What the task requires: From the data below, set down exactly the lines between the one holding "Target: black boot" and the one holding "Target: police officer in vest", inclusive, and no others.

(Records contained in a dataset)
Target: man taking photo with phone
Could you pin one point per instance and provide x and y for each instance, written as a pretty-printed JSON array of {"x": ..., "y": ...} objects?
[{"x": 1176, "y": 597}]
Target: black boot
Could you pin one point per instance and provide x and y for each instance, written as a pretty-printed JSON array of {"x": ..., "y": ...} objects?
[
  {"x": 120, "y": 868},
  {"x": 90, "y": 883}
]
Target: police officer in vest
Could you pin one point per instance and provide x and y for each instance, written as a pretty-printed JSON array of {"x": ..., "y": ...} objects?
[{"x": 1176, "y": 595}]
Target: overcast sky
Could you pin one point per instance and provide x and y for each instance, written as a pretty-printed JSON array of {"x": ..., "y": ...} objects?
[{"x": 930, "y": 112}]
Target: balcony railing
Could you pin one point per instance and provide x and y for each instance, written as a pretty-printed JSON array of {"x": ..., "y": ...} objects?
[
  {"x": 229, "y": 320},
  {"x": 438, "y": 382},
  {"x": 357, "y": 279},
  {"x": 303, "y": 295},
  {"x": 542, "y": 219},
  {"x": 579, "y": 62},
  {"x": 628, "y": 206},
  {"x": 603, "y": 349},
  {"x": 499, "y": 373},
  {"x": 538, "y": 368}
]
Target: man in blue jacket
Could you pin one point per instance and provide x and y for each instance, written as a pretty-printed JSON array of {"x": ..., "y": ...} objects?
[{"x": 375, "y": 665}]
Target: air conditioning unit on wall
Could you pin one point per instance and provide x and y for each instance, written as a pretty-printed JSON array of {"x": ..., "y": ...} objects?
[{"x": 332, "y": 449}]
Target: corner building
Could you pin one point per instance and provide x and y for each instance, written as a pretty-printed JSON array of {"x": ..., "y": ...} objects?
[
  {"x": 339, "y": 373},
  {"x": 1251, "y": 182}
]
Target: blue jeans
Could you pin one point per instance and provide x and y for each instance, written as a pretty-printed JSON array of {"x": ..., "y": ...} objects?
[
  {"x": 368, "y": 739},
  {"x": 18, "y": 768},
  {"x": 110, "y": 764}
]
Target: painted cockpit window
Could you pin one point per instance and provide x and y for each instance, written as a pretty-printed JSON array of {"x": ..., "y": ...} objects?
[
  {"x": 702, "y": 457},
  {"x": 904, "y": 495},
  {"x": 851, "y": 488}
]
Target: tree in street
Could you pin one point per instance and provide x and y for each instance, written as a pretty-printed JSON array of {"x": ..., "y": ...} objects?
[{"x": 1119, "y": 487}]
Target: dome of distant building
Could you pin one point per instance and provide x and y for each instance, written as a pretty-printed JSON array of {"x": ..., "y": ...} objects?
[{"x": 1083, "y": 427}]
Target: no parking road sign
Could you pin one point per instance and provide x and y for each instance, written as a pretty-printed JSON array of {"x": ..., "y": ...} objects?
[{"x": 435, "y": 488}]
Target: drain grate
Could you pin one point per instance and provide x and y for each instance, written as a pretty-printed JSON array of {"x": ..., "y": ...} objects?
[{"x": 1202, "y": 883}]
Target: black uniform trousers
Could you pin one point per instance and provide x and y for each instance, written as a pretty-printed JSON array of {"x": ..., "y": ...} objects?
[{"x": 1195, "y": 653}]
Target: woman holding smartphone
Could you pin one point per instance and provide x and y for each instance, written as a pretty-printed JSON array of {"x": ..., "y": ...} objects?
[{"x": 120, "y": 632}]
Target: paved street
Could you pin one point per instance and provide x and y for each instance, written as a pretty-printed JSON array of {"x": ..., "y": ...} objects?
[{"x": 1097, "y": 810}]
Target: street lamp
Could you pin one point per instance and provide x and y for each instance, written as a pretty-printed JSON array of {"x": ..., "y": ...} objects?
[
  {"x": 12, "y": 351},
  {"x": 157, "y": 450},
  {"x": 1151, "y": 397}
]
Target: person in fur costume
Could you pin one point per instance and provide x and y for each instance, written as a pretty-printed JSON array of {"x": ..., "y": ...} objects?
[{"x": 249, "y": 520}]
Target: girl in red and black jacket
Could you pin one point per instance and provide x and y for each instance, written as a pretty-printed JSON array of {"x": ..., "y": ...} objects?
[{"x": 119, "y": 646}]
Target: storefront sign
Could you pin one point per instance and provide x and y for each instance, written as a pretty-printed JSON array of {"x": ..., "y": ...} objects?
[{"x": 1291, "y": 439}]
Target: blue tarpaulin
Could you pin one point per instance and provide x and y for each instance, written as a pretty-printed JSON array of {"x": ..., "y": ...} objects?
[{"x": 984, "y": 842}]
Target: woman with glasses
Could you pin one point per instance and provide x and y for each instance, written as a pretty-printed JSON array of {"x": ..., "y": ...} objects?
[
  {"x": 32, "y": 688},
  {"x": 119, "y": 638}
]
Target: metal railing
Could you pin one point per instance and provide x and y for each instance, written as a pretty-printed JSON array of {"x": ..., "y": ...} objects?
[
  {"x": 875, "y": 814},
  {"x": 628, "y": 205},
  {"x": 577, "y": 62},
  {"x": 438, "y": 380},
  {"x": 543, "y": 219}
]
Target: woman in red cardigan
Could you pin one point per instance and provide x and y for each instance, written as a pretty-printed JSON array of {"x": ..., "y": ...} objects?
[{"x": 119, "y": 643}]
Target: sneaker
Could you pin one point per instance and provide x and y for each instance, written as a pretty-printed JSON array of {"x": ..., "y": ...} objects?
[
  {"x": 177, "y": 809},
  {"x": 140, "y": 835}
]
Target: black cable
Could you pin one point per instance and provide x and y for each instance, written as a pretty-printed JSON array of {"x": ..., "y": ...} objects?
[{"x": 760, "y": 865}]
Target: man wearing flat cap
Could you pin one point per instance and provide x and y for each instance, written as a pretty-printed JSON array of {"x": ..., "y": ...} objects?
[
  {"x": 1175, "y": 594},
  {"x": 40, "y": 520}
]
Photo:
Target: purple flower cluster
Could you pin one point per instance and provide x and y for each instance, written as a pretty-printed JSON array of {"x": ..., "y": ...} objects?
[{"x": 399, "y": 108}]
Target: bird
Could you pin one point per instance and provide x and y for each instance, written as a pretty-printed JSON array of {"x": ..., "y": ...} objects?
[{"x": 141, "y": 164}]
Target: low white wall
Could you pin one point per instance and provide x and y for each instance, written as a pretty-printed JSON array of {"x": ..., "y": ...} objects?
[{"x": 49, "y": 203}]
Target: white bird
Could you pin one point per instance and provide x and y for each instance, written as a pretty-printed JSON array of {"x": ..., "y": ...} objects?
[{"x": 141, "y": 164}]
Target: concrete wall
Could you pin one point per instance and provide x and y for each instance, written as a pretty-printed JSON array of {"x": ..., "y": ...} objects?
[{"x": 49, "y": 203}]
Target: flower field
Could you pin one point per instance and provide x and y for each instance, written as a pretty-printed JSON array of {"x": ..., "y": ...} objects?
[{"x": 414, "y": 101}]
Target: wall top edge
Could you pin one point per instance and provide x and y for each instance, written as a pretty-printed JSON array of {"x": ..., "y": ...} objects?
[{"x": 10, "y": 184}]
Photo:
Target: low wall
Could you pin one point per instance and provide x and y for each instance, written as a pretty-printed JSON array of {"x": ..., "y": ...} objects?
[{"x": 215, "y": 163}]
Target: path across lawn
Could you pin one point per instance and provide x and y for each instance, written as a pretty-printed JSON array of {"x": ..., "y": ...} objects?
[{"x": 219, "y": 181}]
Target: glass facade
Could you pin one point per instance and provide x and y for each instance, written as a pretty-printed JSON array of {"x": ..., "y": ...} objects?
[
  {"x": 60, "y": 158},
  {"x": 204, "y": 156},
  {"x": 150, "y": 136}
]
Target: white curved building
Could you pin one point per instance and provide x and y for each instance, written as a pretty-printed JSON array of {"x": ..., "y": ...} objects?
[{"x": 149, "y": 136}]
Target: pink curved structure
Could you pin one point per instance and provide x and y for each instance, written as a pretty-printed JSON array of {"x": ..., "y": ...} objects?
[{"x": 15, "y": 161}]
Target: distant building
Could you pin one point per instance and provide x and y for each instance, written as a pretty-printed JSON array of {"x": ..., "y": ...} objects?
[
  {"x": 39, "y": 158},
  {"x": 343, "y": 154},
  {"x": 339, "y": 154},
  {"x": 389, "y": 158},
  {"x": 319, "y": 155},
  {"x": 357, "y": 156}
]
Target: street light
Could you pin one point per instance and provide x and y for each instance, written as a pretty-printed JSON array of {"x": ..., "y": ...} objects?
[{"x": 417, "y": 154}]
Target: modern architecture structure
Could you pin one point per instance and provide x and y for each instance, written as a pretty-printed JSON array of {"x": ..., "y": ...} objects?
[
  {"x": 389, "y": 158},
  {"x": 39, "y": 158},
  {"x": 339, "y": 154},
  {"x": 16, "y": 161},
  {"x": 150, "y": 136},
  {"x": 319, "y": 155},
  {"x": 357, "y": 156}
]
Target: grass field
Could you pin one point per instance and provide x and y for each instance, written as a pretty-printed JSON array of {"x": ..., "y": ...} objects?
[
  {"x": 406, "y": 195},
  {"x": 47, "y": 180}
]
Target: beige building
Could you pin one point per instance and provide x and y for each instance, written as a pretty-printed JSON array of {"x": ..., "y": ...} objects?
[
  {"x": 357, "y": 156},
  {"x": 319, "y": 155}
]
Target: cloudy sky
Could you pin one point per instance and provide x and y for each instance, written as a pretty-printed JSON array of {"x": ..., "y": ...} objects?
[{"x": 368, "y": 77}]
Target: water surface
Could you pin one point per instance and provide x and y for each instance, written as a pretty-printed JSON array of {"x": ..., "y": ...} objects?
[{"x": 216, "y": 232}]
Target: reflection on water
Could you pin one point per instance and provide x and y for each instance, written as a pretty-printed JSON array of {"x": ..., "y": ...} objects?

Worked solution:
Target: black boot
Could you pin one point per instance and provide x and y for each instance, written as a pretty-printed JSON array of {"x": ..., "y": ...} objects?
[
  {"x": 120, "y": 868},
  {"x": 90, "y": 883}
]
Target: police officer in vest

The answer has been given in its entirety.